Your task is to copy the stretch of lines in the records below that begins with the line containing "box: [103, 349, 218, 484]" and ends with the line containing "positive clicks: (183, 385)", exactly as written, with nothing added.

== Segment start ==

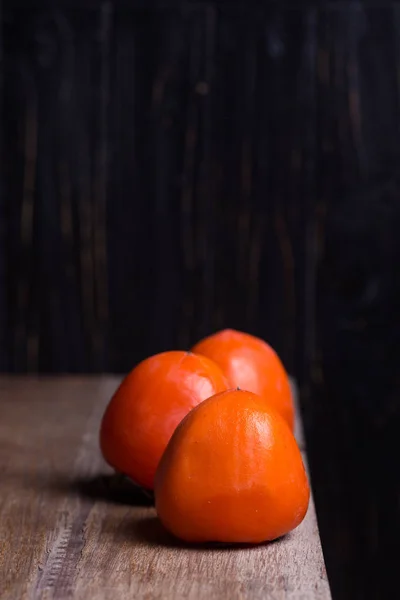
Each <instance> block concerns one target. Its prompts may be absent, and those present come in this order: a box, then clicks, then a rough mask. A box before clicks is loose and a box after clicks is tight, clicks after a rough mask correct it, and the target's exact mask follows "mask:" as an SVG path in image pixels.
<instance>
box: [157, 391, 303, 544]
mask: <svg viewBox="0 0 400 600" xmlns="http://www.w3.org/2000/svg"><path fill="white" fill-rule="evenodd" d="M154 491H155V499H156V509H157V512H158V516H159V518H160V520H161V522H162V523H163V524H164V526H165V528H166V529H167V530H169V531H170V532H171V533H172V534H173V535H175V536H176V537H178V538H180V539H182V540H184V541H187V542H197V543H205V542H226V543H235V542H238V543H260V542H265V541H269V540H274V539H276V538H278V537H281V536H282V535H284V534H286V533H288V532H289V531H291V530H292V529H294V528H295V527H297V526H298V525H299V524H300V523H301V521H302V520H303V518H304V516H305V515H306V512H307V508H308V503H309V498H310V489H309V485H308V480H307V475H306V472H305V468H304V465H303V461H302V457H301V453H300V450H299V448H298V446H297V443H296V440H295V438H294V436H293V433H292V432H291V431H290V428H289V427H288V425H287V423H286V421H285V420H284V419H283V418H282V417H281V416H280V414H279V413H278V412H277V411H276V410H275V409H274V408H273V407H272V406H271V405H269V404H268V403H266V402H265V401H264V399H263V398H261V397H260V396H258V395H256V394H253V393H251V392H246V391H243V390H228V391H226V392H222V393H219V394H217V395H215V396H213V397H211V398H209V399H208V400H205V401H204V402H203V403H202V404H200V405H199V406H197V407H196V408H194V409H193V410H192V411H191V412H190V413H189V414H188V415H187V416H186V417H185V418H184V419H183V421H182V422H181V423H180V425H179V426H178V427H177V429H176V430H175V432H174V434H173V436H172V438H171V440H170V442H169V444H168V446H167V448H166V450H165V452H164V454H163V457H162V459H161V461H160V463H159V466H158V469H157V473H156V478H155V490H154Z"/></svg>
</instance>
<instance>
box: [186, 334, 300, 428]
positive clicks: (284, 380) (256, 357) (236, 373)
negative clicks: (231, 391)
mask: <svg viewBox="0 0 400 600" xmlns="http://www.w3.org/2000/svg"><path fill="white" fill-rule="evenodd" d="M192 352H195V353H196V354H201V355H203V356H207V357H208V358H210V359H211V360H213V361H214V362H216V363H217V364H218V365H219V366H220V367H221V369H222V371H223V373H224V374H225V376H226V377H227V379H228V382H229V384H230V387H232V388H236V387H239V388H241V389H243V390H248V391H249V392H254V393H255V394H259V395H260V396H262V397H264V398H265V399H266V400H268V402H270V403H271V404H272V405H273V406H274V407H275V408H276V409H277V410H278V412H280V414H281V415H282V416H283V417H284V419H286V421H287V423H288V425H289V426H290V428H291V429H292V431H293V428H294V416H295V414H294V412H295V411H294V404H293V397H292V391H291V387H290V381H289V377H288V374H287V373H286V370H285V368H284V366H283V364H282V362H281V360H280V358H279V356H278V355H277V353H276V352H275V350H274V349H273V348H271V346H270V345H269V344H267V343H266V342H264V341H263V340H261V339H259V338H257V337H255V336H253V335H249V334H247V333H243V332H241V331H235V330H234V329H224V330H223V331H219V332H217V333H215V334H213V335H210V336H209V337H206V338H204V339H203V340H201V341H200V342H198V343H197V344H196V345H195V346H193V348H192Z"/></svg>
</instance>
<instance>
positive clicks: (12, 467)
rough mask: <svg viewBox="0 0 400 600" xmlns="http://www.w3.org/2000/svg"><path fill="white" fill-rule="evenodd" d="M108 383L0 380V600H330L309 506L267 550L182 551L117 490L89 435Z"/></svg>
mask: <svg viewBox="0 0 400 600" xmlns="http://www.w3.org/2000/svg"><path fill="white" fill-rule="evenodd" d="M118 381H119V379H117V378H106V377H103V378H79V379H78V378H76V379H75V378H59V379H56V378H54V379H46V380H39V379H35V378H26V379H24V378H18V379H10V378H3V379H0V473H1V479H0V491H1V493H0V539H1V548H0V597H1V598H2V600H16V598H18V599H21V600H28V599H29V600H36V599H42V598H43V599H44V598H45V599H52V598H54V599H57V600H62V599H64V598H74V599H76V600H87V599H88V598H90V599H91V600H108V599H109V600H119V599H121V600H122V599H126V598H137V599H147V600H150V599H156V598H163V599H164V598H165V599H171V600H175V599H179V598H182V599H183V598H188V599H202V598H216V599H218V598H221V599H226V600H236V599H237V600H239V599H244V598H249V599H252V600H253V599H257V598H260V599H261V598H262V599H271V600H275V599H276V600H278V599H279V600H300V599H301V600H313V599H315V600H316V599H321V600H326V599H328V598H330V593H329V586H328V581H327V577H326V572H325V566H324V561H323V556H322V550H321V545H320V540H319V535H318V528H317V522H316V516H315V510H314V505H313V502H311V504H310V508H309V511H308V514H307V517H306V519H305V520H304V522H303V523H302V524H301V525H300V526H299V527H298V528H297V530H295V531H294V532H292V533H291V534H289V535H288V536H286V537H285V538H283V539H281V540H279V541H277V542H275V543H272V544H268V545H262V546H258V547H253V548H245V547H243V548H238V549H232V548H223V547H212V548H204V547H194V548H188V547H184V546H183V545H180V544H179V543H177V542H176V541H174V540H173V539H172V538H171V537H170V536H169V535H168V534H167V533H166V532H165V531H164V530H163V529H162V527H161V525H160V524H159V522H158V520H157V519H156V515H155V510H154V508H153V507H152V506H150V505H149V502H148V500H147V499H146V498H145V497H144V496H142V495H141V494H140V493H139V492H138V491H137V490H136V488H133V486H130V485H129V484H127V483H126V482H125V481H122V482H120V484H118V483H116V482H115V478H114V477H111V472H110V470H109V468H108V467H107V466H106V465H105V464H104V462H103V460H102V458H101V456H100V453H99V449H98V427H99V422H100V419H101V416H102V412H103V410H104V407H105V404H106V402H107V401H108V399H109V397H110V395H111V394H112V392H113V391H114V389H115V388H116V386H117V384H118Z"/></svg>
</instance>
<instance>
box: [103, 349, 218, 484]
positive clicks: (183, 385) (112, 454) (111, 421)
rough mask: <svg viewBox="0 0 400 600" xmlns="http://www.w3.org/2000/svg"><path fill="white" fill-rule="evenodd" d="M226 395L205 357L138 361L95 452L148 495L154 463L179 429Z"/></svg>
mask: <svg viewBox="0 0 400 600" xmlns="http://www.w3.org/2000/svg"><path fill="white" fill-rule="evenodd" d="M226 389H228V384H227V381H226V378H225V377H224V375H223V373H222V371H221V370H220V368H219V367H218V366H217V365H216V364H215V363H214V362H213V361H212V360H210V359H209V358H207V357H204V356H197V355H195V354H192V353H190V352H180V351H170V352H163V353H161V354H157V355H155V356H151V357H150V358H147V359H145V360H143V361H142V362H141V363H139V364H138V365H137V366H136V367H135V368H134V369H133V370H132V371H131V372H130V373H129V374H128V375H127V376H126V377H125V379H124V380H123V381H122V383H121V385H120V386H119V388H118V389H117V391H116V392H115V394H114V396H113V397H112V399H111V401H110V403H109V405H108V406H107V408H106V411H105V413H104V416H103V419H102V423H101V428H100V447H101V451H102V453H103V456H104V458H105V460H106V461H107V462H108V463H109V464H110V465H111V466H112V467H114V469H116V470H117V471H118V472H121V473H123V474H125V475H127V476H129V477H130V478H131V479H133V480H134V481H135V482H136V483H137V484H139V485H141V486H143V487H144V488H147V489H150V490H151V489H153V479H154V474H155V472H156V468H157V465H158V462H159V460H160V458H161V455H162V453H163V451H164V450H165V447H166V446H167V443H168V441H169V439H170V437H171V435H172V434H173V432H174V429H175V428H176V426H177V425H178V423H179V422H180V421H181V420H182V419H183V417H184V416H185V415H186V414H187V413H188V412H189V411H190V410H191V409H192V408H193V407H194V406H196V405H197V404H199V403H200V402H202V401H203V400H205V399H206V398H209V397H210V396H212V395H214V394H216V393H217V392H221V391H223V390H226Z"/></svg>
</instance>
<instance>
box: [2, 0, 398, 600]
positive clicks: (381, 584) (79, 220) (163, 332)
mask: <svg viewBox="0 0 400 600" xmlns="http://www.w3.org/2000/svg"><path fill="white" fill-rule="evenodd" d="M1 19H2V30H1V35H2V38H1V48H0V52H1V64H2V69H1V103H2V120H1V123H2V130H1V135H2V137H1V180H0V183H1V189H0V370H2V371H5V372H10V373H25V372H41V373H49V372H50V373H60V372H71V373H74V372H103V371H108V372H110V371H112V372H121V373H123V372H126V371H127V370H128V369H130V368H131V367H132V366H133V364H134V363H135V362H137V361H138V360H140V359H141V358H143V357H144V356H146V355H148V354H151V353H154V352H158V351H161V350H164V349H167V348H172V347H182V348H187V347H189V346H190V345H191V344H192V343H193V342H195V341H196V340H197V339H198V338H199V337H201V336H203V335H206V334H208V333H210V332H211V331H213V330H215V329H219V328H222V327H225V326H229V327H236V328H239V329H244V330H246V331H249V332H251V333H255V334H257V335H259V336H261V337H264V338H265V339H267V340H268V341H269V342H270V343H271V344H272V345H273V346H274V347H275V348H276V349H277V351H278V352H279V353H280V355H281V356H282V358H283V360H284V362H285V364H286V366H287V368H288V369H289V370H290V372H291V373H293V374H294V375H295V376H296V377H297V379H298V381H299V383H300V388H301V398H302V409H303V414H304V418H305V425H306V430H307V439H308V444H309V451H310V461H311V468H312V473H313V484H314V492H315V496H316V502H317V510H318V515H319V522H320V528H321V534H322V541H323V546H324V552H325V557H326V562H327V567H328V574H329V577H330V581H331V586H332V590H333V595H334V597H337V598H351V599H352V600H354V599H357V598H360V599H363V598H367V597H373V598H379V599H381V598H382V599H384V598H389V597H394V596H392V595H388V594H391V591H390V586H391V584H392V582H393V580H394V577H395V575H396V573H395V568H396V565H397V561H398V559H399V553H398V551H397V541H398V537H396V534H397V533H398V515H399V497H400V490H399V476H398V472H399V464H398V460H397V453H396V451H397V444H396V441H395V440H396V438H397V435H398V431H399V428H398V425H399V418H398V417H399V402H398V397H399V389H400V384H399V377H400V376H399V373H400V371H399V368H398V364H399V359H400V324H399V318H400V312H399V308H398V307H399V305H400V304H399V303H400V269H399V264H400V234H399V224H400V200H399V198H400V178H399V176H398V171H399V164H400V162H399V161H400V144H399V139H400V138H399V133H400V77H399V70H400V69H399V68H400V5H397V4H396V3H392V4H390V5H389V4H388V5H386V6H384V5H383V3H382V4H381V5H380V6H377V5H375V6H373V5H372V4H370V3H362V2H357V3H343V2H331V3H323V2H320V3H312V2H308V3H306V2H300V1H299V2H298V3H297V4H293V3H292V4H284V3H272V2H265V3H261V2H259V3H258V2H248V3H246V2H245V1H244V0H243V1H242V2H239V1H238V2H229V3H228V2H214V3H201V2H200V3H196V4H193V3H187V2H177V3H175V4H174V3H173V2H172V1H171V2H164V3H157V2H138V1H137V0H132V1H129V2H128V1H118V0H115V1H114V2H111V1H108V2H105V1H100V0H99V1H98V2H95V1H89V0H82V1H79V0H76V1H74V0H54V1H53V2H46V1H45V0H32V1H30V2H28V1H26V0H25V2H22V1H21V0H3V5H2V16H1Z"/></svg>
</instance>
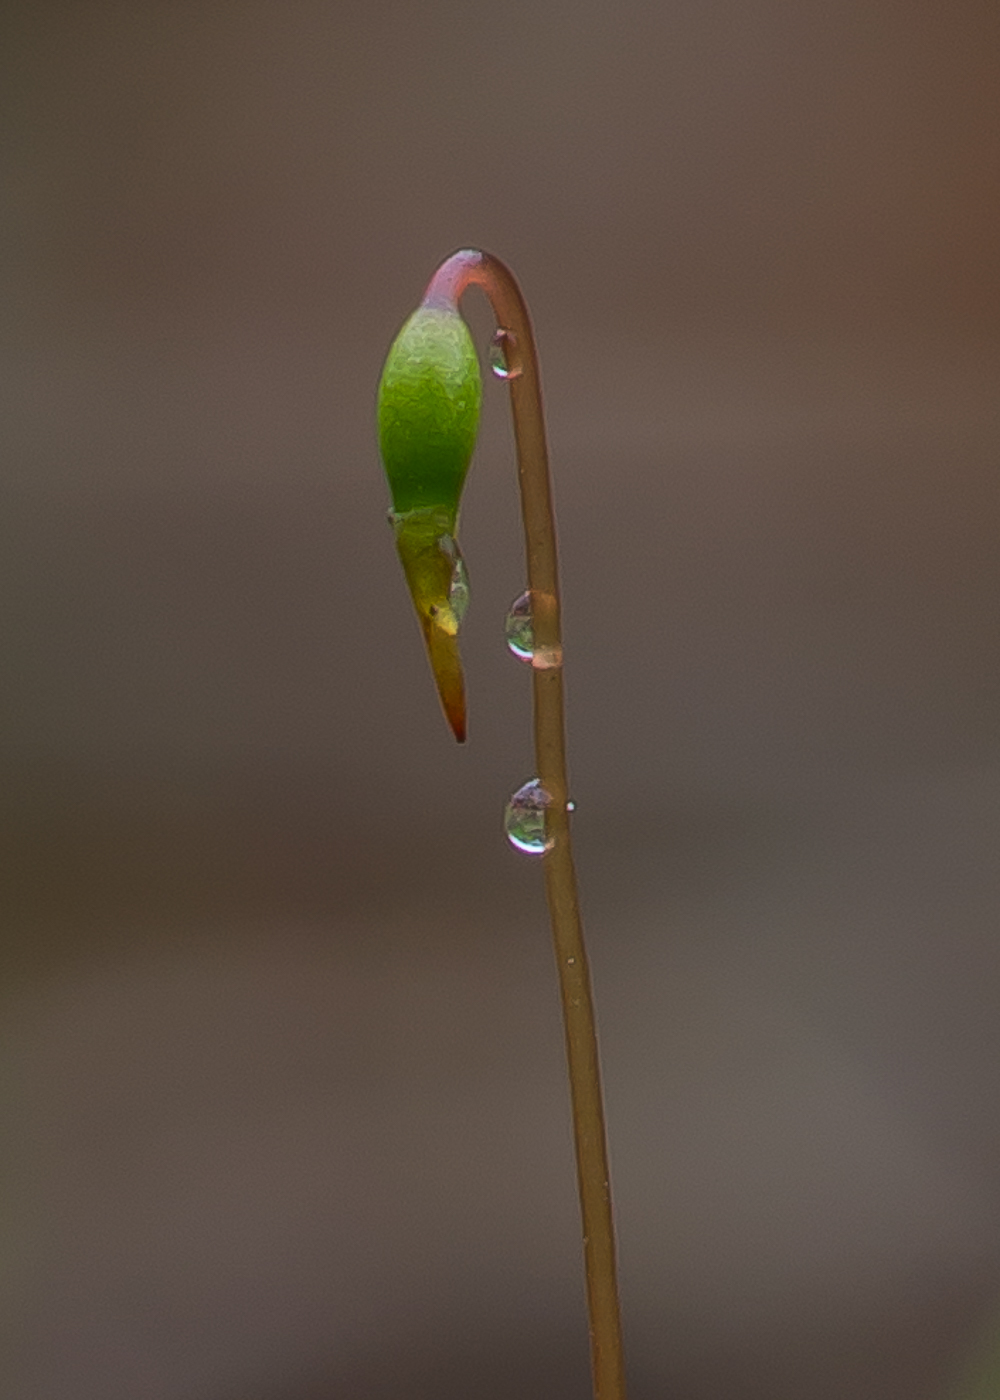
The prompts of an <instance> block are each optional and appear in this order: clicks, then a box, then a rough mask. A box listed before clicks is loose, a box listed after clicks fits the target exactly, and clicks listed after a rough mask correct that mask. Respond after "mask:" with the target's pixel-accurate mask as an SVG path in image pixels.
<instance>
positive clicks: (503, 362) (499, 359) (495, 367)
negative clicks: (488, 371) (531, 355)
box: [489, 326, 521, 379]
mask: <svg viewBox="0 0 1000 1400" xmlns="http://www.w3.org/2000/svg"><path fill="white" fill-rule="evenodd" d="M489 358H490V370H492V371H493V374H494V375H496V377H497V379H517V377H518V374H520V372H521V351H520V349H518V344H517V336H515V335H514V332H513V330H504V329H503V326H501V328H500V330H497V332H496V333H494V336H493V339H492V340H490V354H489Z"/></svg>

== Segment end ==

TASK RESULT:
box: [103, 349, 218, 484]
positive clicks: (183, 385) (112, 454) (111, 421)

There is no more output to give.